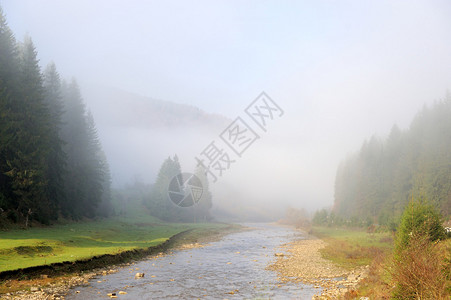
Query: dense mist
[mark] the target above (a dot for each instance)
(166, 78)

..............................

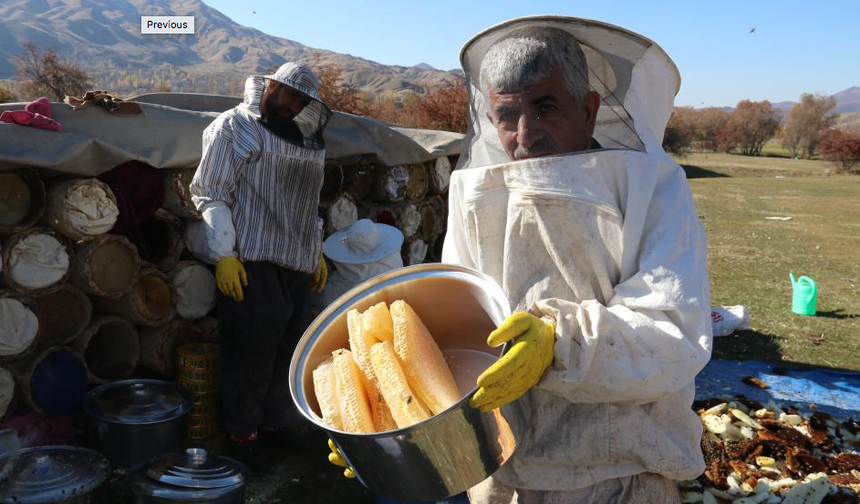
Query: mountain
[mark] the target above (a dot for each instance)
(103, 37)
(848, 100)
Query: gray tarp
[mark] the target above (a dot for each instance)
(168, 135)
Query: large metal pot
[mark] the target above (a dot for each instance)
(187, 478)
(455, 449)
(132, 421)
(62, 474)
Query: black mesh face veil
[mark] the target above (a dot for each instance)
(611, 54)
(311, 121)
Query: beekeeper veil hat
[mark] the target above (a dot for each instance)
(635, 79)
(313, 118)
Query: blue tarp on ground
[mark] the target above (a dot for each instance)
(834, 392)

..............................

WHAT TO WORK ON ▸ Work out how many lines of the listing contain the string "tarp". Please reply with the number only.

COMPLETED TASK ▸ 2